Activité: Relevez, dans l'ordre, chaque mot de la famille d'« économie » qui figure dans le texte sur les fondements de l'autonomie de gestion des hôpitaux, titres compris, en citant le groupe de mots où il apparaît.

Texte d'étude:

Paragraphe II : Fondements de l'autonomie de gestion
des hôpitaux
A- Fondement économique
Pour l'OMS la santé est un état de complet
bien-être, l'écart entre cet état et l'état
réel de l'individu constitue alors un besoin de santé dont la
satisfaction engendre des investissements et ressources aussi bien
économiques que financiers.
Or malgré l'importance de la santé, la
rareté des ressources nationales ne tolère guère le
gaspillage. Ainsi, l'objectif de rationalisation des ressources allouées
au système de soins ouvre une brèche où s'insère le
raisonnement économique.
L'économie de la santé, discipline d'inspiration
néoclassique qui a pour « objet d'apporter un éclairage sur
la gestion économique et financière de l'appareil sanitaire et de
la protection sociale de la santé »9, se chargera
d'apporter des solutions aux problèmes qui minent les systèmes de
santé en général et l'hôpital en particulier.

Données sources:
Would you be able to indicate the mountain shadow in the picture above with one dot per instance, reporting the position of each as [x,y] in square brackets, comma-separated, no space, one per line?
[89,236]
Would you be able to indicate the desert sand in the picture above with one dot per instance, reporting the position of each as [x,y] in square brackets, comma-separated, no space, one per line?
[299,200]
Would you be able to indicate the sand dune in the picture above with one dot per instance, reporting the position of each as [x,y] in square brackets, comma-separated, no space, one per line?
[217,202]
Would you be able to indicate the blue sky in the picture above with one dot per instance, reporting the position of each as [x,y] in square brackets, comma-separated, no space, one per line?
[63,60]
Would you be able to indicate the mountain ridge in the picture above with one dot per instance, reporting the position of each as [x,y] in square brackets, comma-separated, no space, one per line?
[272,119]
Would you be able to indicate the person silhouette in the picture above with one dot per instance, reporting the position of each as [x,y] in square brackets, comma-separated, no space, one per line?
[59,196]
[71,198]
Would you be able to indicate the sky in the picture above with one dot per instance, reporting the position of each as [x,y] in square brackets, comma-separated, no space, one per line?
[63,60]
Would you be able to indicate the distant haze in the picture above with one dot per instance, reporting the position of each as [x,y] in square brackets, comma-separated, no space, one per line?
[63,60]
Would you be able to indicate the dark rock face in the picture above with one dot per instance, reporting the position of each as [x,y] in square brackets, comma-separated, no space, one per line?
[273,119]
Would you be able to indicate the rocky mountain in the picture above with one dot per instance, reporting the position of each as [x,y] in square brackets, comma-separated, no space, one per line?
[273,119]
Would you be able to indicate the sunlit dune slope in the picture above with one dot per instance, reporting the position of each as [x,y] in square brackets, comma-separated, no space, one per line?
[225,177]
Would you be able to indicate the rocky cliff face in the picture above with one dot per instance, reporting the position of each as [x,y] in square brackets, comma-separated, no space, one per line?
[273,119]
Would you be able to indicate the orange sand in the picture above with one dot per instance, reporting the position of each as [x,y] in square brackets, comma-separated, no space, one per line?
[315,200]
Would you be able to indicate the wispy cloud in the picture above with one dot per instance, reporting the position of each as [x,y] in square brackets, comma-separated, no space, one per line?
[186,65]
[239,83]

==

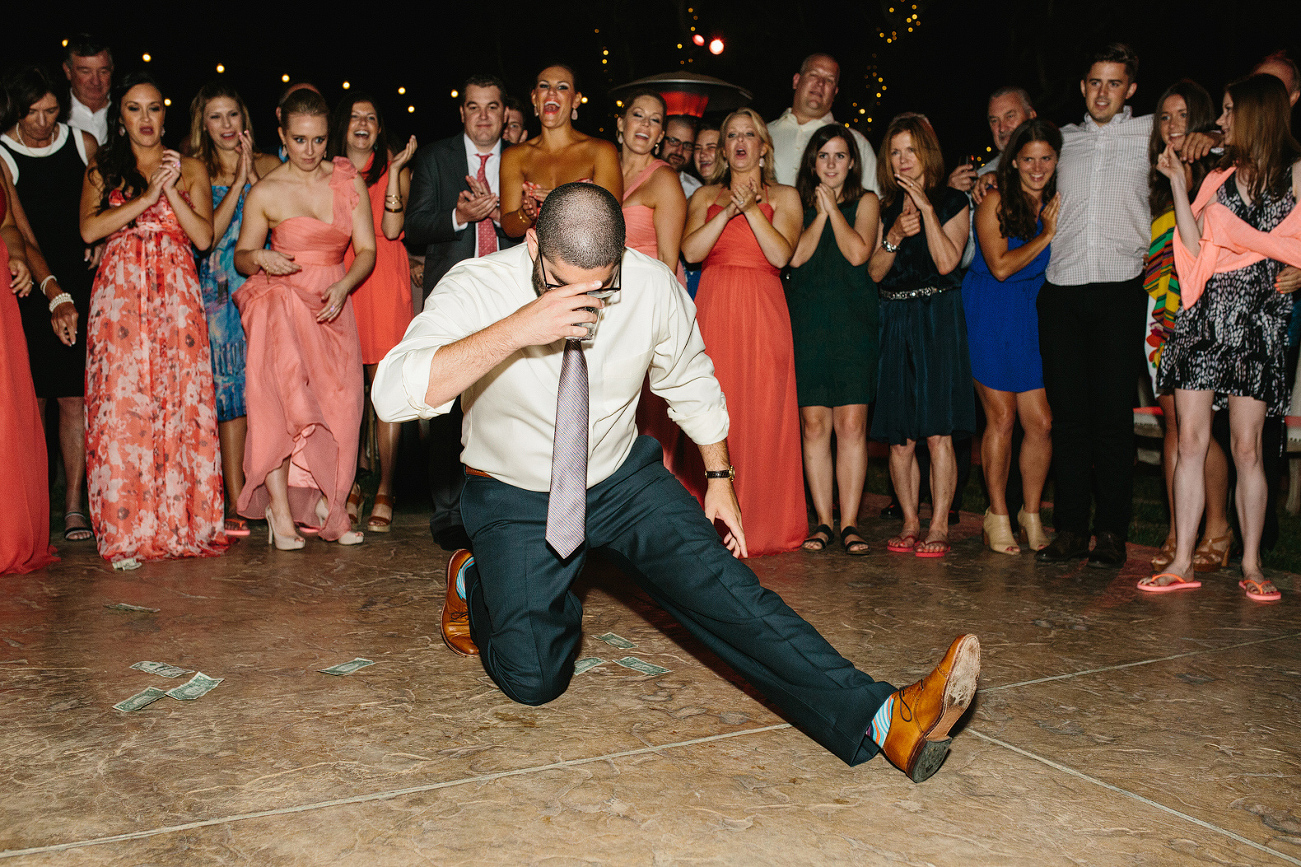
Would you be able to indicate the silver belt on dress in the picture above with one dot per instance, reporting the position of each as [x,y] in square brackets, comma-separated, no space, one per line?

==

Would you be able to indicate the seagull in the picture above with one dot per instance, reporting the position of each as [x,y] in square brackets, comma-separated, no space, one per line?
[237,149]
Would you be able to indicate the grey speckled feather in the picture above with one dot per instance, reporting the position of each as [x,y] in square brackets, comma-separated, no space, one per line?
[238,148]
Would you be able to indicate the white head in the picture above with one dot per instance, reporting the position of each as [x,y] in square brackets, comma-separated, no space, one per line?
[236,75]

Réponse:
1. « économique » dans « Fondement économique »
2. « économiques » dans « économiques que financiers »
3. « économique » dans « le raisonnement économique »
4. « économie » dans « L'économie de la santé »
5. « économique » dans « la gestion économique et financière »